• PROBLEM TO SOLVE
Using the data below, repeat all of it precisely.

• Pointing records

----

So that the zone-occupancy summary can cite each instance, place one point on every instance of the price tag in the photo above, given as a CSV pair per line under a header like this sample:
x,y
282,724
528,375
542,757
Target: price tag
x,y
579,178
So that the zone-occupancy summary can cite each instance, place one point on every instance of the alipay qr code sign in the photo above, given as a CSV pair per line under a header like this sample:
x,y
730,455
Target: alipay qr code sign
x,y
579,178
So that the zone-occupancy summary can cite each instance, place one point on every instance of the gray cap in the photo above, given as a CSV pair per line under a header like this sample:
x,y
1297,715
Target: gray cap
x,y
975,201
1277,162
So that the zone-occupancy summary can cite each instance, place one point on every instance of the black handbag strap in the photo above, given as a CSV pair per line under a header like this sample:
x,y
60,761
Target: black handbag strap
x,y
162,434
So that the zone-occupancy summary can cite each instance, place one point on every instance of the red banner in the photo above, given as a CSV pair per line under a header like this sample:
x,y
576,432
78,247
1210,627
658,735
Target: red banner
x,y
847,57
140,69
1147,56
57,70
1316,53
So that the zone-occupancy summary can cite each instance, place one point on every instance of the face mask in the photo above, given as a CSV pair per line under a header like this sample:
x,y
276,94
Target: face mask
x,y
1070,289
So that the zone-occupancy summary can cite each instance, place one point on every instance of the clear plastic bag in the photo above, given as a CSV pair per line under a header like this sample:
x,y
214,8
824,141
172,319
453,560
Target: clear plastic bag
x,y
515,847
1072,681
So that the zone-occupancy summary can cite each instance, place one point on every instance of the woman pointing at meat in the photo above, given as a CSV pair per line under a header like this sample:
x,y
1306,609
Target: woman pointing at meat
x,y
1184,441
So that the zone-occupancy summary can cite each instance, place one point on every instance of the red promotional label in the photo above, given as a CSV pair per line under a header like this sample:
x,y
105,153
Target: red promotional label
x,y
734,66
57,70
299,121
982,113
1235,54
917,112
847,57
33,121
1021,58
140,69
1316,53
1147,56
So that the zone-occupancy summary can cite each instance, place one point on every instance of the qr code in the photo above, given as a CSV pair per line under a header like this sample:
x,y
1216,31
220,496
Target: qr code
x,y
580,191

----

• RESULT OF THIS TASK
So that the zone-occupancy summary can cite each instance, place one point on every instance of the price tag in the photo above, given as a CSV pair per line under a header like this sample:
x,y
282,724
528,375
542,757
Target: price tag
x,y
579,178
So that the zone-occupancy summary can cite each instance, place one point on every instance of the alipay qr code sign in the photo above, given as a CSV pair per line under a header like this sample:
x,y
730,455
Target: alipay qr code sign
x,y
579,178
So that the zone-occupancy summary can cite each instance, place one point on every instance of the gray cap in the photo above, given as a CSV pair per line under a header like this sample:
x,y
1297,715
Target: gray cap
x,y
975,201
1277,162
So that the zone-occupancy summary can cite each instance, place one point on every instance of the black handbag strap in the photo above, given as a CSV pair per line under a header like this sample:
x,y
60,761
Target: black handbag strap
x,y
162,434
So that the zone-occupancy summary can cite each instance, place one point on every instance of the red banner in the photo above, given as a CSV pair per line under a header like this sample:
x,y
576,432
78,247
1210,627
658,735
Target: red banner
x,y
847,57
140,69
1147,56
57,70
1316,53
So that the zone-occupancy summary can cite each instance, place one point on every instance of the face mask in the photo above, given as a CSV pair per line under a header like this sample:
x,y
276,94
Target: face mask
x,y
1070,289
So that the zone-occupancy summary can cite each instance, place one point on every instance of the clear plastic bag in the photo above, given as a CSV pair per line under a header like this sample:
x,y
214,8
824,141
172,319
453,560
Target: clear plastic bag
x,y
515,847
1072,681
So that the zone-occupancy summary can cite each instance, place one point on every instance of the woman pointing at meat in the photo above, given as a CSV pair per line under a header like this sample:
x,y
1306,609
Target: woman pointing at meat
x,y
1184,441
So that the zone-occupancy summary can cite each instance, place one point on every instance of the red promotional label in the photo above, given as a CSV pair per line under a header like this sample:
x,y
105,153
Target: red promotional label
x,y
734,66
57,70
299,121
982,113
1235,54
917,112
847,57
33,121
1021,58
140,69
1316,53
1147,56
So that the zone-occupancy summary can cite each instance, place one point on every instance of the qr code in the photo above, given as a CSV pair per line under a header like this sample:
x,y
1216,31
220,496
Target: qr code
x,y
580,191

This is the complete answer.